Savage v. McCauley

302 Mass. 457 | Mass. | 1939

Qua, J.

When this cause was here on a previous occasion (Savage v. McCauley, 301 Mass. 162) this court held that the suit was in the nature of an interpleader in which the defendants Somerville Firemen’s Relief Association and John Hancock Mutual Life Insurance Company were mere stakeholders; that the then plaintiffs, John E. Savage, Jr. and Ruth E. Savage, on one side and the defendant McCauley on the other side were rival claimants to the insurance upon the life of John E. Savage; that in such a case any *458claimant must establish the validity of his own claim and may not prevail simply because of the failure of an opposing claimant to maintain his claim; that McCauley had failed to establish her claim, because the trial judge had found that she had been named by the insured as a beneficiary in lieu of his estate either by reason of her own undue influence upon the insured or after he had become mentally incompetent to change his beneficiary; and that the then plaintiffs had failed to establish their claims, because the estate of the insured and not the plaintiffs, who were his next of kin, was named as beneficiary before the attempted change. The rescript from this court directed that both the bill and the counterclaim of McCauley be dismissed, unless the Superior Court should allow an amendment substituting as the sole party plaintiff an executor or administrator of the estate of the insured, and that if such amendment should be allowed further proceedings were to be had in the Superior Court not inconsistent with the opinion.

After the rescript a motion was allowed in the Superior Court substituting as the plaintiff John E. Savage, Jr., administrator of the estate of the insured. Thereupon McCauley moved that the case be retried on its merits on the ground that by reason of the change in the parties plaintiff she was no longer bound by the findings against her. She appealed from an order denying this motion and from a final decree after rescript in favor of the substituted plaintiff. The trial judge dismissed these appeals as “frivolous.” McCauley now also appeals from the order of dismissal and appeals or attempts to appeal from the refusal of requests for reports of material facts in connection with that order and in connection with the denial of the motion for retrial and with the final decree after rescript. She further appeals or attempts to appeal from an alleged order not appearing in. the record denying her request that “the evidence and statements of counsel be reported” and from the refusal of reports of material facts upon the orders denying the requests hereinbefore mentioned.

Notwithstanding this array of appeals the only new *459issue not previously decided and bearing upon the merits of the case is the issue whether the defendant-claimant McCauley was entitled to retry her claim after the parties were changed by substituting as the opposing claimant the administrator of the estate of the insured in place of his next of kin. We see no reason to modify or to discuss matters decided when the case was here before.

◆ **Recorded data**
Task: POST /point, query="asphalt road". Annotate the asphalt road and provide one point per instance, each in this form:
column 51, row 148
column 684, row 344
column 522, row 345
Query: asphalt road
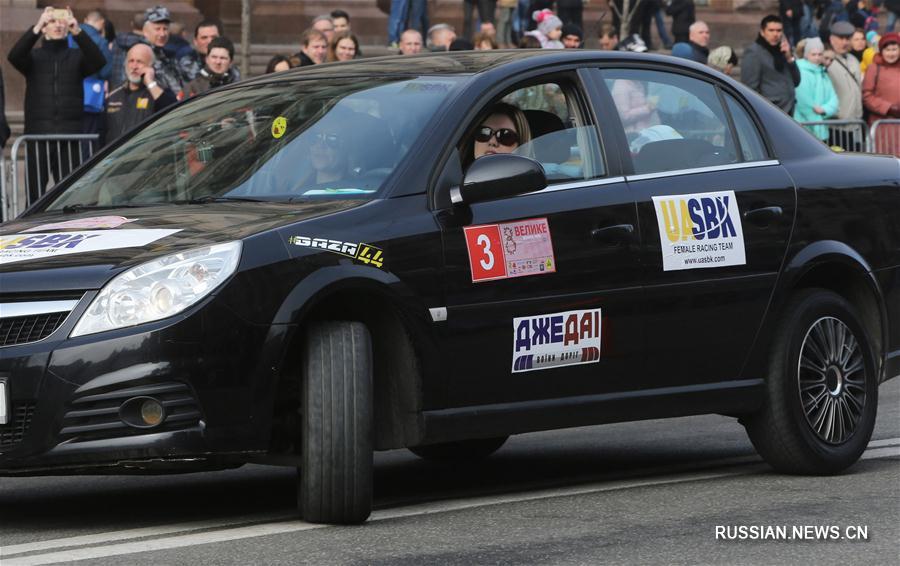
column 652, row 492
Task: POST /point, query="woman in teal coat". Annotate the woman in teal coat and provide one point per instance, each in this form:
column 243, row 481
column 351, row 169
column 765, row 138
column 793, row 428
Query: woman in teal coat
column 816, row 99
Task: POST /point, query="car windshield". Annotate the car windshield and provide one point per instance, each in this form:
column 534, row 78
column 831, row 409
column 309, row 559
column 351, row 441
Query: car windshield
column 280, row 142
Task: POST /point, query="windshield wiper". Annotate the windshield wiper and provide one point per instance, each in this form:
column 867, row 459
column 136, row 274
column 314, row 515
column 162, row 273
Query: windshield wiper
column 70, row 208
column 211, row 198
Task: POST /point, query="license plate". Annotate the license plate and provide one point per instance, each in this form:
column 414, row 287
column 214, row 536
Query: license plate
column 4, row 401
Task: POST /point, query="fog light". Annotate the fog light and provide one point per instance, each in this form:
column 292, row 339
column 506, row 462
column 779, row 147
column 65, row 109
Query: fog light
column 142, row 412
column 152, row 412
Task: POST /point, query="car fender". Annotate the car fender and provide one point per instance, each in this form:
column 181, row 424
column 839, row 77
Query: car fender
column 823, row 252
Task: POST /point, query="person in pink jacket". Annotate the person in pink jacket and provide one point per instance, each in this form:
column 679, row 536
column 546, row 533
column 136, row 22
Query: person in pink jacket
column 881, row 93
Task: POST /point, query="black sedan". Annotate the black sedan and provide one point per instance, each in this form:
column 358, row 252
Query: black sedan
column 436, row 252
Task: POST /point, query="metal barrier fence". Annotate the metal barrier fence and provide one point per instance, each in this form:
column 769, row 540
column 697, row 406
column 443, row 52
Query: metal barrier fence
column 57, row 155
column 885, row 137
column 46, row 157
column 849, row 135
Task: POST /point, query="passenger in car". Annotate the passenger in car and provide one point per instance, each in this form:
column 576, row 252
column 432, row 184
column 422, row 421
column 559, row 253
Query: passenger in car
column 634, row 108
column 504, row 130
column 329, row 156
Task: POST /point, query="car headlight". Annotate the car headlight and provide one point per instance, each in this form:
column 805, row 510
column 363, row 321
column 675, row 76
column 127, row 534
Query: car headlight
column 159, row 289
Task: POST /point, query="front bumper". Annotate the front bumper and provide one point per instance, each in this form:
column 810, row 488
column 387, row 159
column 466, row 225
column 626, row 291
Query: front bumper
column 213, row 372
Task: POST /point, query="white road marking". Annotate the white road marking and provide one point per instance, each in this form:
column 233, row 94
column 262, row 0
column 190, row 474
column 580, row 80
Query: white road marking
column 879, row 449
column 143, row 532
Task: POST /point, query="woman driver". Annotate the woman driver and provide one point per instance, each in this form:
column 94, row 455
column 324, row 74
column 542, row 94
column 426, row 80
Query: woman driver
column 504, row 130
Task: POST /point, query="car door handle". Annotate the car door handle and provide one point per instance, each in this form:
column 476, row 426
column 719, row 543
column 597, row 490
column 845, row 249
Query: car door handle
column 617, row 234
column 763, row 216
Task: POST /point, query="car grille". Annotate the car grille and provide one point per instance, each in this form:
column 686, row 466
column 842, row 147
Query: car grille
column 29, row 319
column 96, row 416
column 13, row 432
column 24, row 329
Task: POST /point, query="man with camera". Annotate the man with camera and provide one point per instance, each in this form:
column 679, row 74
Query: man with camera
column 54, row 95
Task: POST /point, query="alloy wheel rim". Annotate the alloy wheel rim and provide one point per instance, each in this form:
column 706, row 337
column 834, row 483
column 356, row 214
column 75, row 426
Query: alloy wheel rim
column 831, row 375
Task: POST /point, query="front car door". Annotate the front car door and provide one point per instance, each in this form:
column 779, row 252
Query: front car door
column 541, row 289
column 716, row 213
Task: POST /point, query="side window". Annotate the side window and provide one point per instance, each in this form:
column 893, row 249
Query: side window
column 549, row 126
column 752, row 146
column 671, row 121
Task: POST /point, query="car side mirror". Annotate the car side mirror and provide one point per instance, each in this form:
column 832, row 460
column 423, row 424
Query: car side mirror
column 497, row 176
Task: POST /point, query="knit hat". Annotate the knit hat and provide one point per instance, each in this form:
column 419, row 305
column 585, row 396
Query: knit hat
column 887, row 39
column 720, row 57
column 842, row 29
column 813, row 44
column 572, row 29
column 157, row 14
column 547, row 21
column 682, row 50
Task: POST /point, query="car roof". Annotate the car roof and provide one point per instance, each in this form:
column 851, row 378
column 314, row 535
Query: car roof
column 464, row 63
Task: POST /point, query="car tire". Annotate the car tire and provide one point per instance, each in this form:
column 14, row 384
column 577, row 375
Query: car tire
column 462, row 450
column 335, row 478
column 818, row 415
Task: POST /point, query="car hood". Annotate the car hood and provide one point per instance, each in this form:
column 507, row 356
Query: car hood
column 66, row 252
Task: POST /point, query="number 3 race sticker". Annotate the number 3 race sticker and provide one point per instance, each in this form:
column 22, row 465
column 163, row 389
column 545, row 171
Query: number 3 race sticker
column 513, row 249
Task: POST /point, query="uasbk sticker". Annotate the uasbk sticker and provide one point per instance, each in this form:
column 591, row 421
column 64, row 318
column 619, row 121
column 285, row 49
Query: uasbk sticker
column 552, row 340
column 512, row 249
column 700, row 230
column 22, row 247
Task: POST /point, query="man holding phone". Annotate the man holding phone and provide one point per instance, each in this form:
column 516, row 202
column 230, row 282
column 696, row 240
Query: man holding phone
column 54, row 95
column 140, row 97
column 768, row 66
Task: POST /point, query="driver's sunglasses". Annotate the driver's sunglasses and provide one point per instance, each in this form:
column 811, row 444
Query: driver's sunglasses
column 332, row 141
column 504, row 136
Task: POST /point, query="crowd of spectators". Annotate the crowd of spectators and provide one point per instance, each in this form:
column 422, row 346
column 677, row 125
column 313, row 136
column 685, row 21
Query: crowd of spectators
column 815, row 59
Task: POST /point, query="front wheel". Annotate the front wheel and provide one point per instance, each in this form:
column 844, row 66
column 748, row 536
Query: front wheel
column 822, row 390
column 335, row 482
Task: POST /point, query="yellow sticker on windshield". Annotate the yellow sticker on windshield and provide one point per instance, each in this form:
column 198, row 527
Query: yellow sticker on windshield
column 279, row 126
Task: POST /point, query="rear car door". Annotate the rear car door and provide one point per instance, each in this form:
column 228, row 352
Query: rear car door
column 559, row 319
column 716, row 213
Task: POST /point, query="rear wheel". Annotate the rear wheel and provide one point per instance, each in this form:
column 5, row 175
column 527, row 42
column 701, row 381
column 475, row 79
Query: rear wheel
column 475, row 449
column 335, row 483
column 821, row 390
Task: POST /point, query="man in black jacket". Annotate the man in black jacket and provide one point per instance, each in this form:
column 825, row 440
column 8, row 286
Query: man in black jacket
column 54, row 96
column 139, row 97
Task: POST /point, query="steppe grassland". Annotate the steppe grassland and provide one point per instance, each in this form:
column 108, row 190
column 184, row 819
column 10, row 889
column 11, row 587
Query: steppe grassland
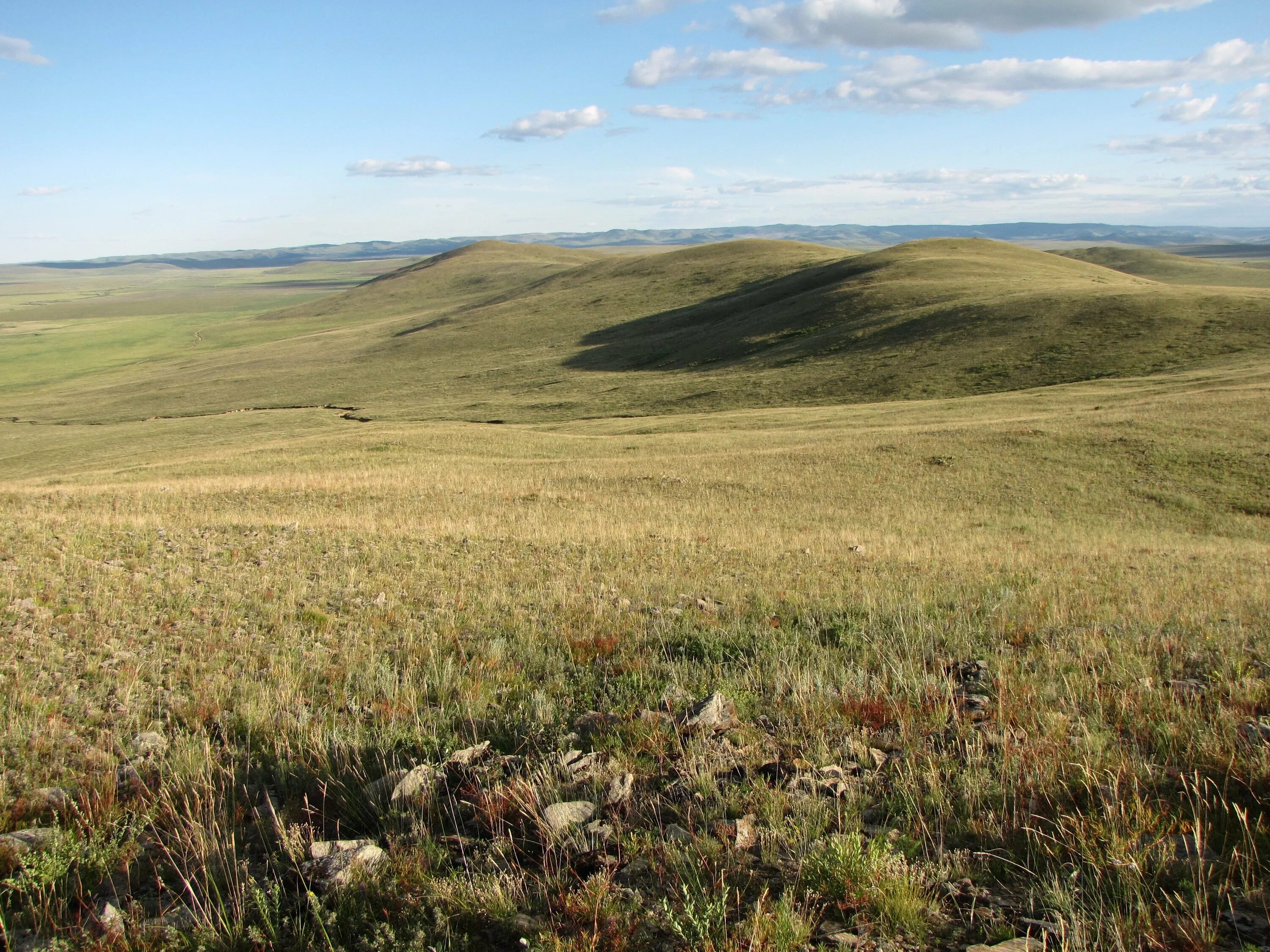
column 300, row 603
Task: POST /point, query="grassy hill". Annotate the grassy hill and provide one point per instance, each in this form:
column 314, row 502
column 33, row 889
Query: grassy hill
column 535, row 333
column 1174, row 268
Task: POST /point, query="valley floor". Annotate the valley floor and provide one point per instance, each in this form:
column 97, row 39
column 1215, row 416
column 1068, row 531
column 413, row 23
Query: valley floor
column 986, row 668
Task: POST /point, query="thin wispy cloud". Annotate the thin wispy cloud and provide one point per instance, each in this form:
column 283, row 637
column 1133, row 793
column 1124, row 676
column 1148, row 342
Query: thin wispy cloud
column 21, row 51
column 668, row 64
column 933, row 25
column 550, row 125
column 906, row 83
column 639, row 11
column 679, row 113
column 417, row 167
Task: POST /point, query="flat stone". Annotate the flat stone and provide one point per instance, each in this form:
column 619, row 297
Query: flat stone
column 677, row 834
column 1028, row 945
column 32, row 841
column 150, row 744
column 337, row 862
column 715, row 714
column 417, row 786
column 620, row 789
column 469, row 756
column 560, row 817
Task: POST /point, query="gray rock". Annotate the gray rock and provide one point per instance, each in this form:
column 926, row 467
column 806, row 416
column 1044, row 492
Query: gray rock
column 150, row 744
column 713, row 715
column 32, row 841
column 560, row 817
column 620, row 789
column 337, row 862
column 469, row 757
column 417, row 786
column 676, row 834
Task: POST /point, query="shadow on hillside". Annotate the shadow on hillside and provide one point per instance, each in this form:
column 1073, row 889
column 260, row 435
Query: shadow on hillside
column 780, row 313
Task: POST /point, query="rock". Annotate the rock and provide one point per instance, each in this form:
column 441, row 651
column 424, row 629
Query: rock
column 417, row 786
column 600, row 831
column 595, row 723
column 560, row 817
column 150, row 744
column 469, row 756
column 111, row 921
column 1013, row 946
column 676, row 834
column 525, row 924
column 129, row 782
column 586, row 767
column 31, row 841
column 715, row 714
column 620, row 789
column 1188, row 688
column 839, row 935
column 1254, row 733
column 337, row 862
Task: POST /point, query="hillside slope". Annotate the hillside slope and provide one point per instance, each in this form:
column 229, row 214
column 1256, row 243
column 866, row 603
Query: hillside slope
column 1173, row 268
column 531, row 333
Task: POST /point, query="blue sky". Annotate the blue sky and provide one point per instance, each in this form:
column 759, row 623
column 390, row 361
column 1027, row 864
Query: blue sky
column 145, row 127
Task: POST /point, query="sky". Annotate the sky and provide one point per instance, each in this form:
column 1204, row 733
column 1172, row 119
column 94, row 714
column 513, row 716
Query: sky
column 155, row 127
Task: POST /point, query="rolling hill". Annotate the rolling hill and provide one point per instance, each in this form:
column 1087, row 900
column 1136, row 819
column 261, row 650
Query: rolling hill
column 516, row 332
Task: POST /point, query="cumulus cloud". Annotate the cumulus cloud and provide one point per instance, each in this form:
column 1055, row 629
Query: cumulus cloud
column 769, row 187
column 667, row 64
column 417, row 167
column 1226, row 141
column 975, row 184
column 639, row 9
column 21, row 51
column 1189, row 111
column 900, row 83
column 549, row 124
column 680, row 113
column 933, row 25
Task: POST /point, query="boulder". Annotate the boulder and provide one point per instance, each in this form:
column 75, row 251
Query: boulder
column 417, row 786
column 713, row 715
column 150, row 744
column 620, row 789
column 560, row 817
column 32, row 841
column 337, row 862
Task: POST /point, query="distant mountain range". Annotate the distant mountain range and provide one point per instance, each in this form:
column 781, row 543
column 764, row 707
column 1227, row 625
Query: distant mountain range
column 858, row 237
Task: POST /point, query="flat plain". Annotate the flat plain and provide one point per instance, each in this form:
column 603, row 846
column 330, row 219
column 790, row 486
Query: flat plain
column 912, row 600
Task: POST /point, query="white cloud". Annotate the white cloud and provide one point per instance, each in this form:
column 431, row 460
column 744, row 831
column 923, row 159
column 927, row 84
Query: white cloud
column 552, row 125
column 1225, row 141
column 639, row 9
column 682, row 113
column 900, row 83
column 414, row 167
column 1189, row 111
column 975, row 184
column 21, row 51
column 667, row 64
column 936, row 25
column 769, row 187
column 1165, row 93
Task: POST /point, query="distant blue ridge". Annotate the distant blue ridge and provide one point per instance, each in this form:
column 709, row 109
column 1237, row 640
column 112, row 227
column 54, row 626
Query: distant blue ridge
column 861, row 237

◆ **Given request**
In the court opinion, who was substituted as the plaintiff after the rescript? Answer from the court opinion only, not the listing.

◆ **Output of the exercise**
John E. Savage, Jr., as administrator of the estate of the insured.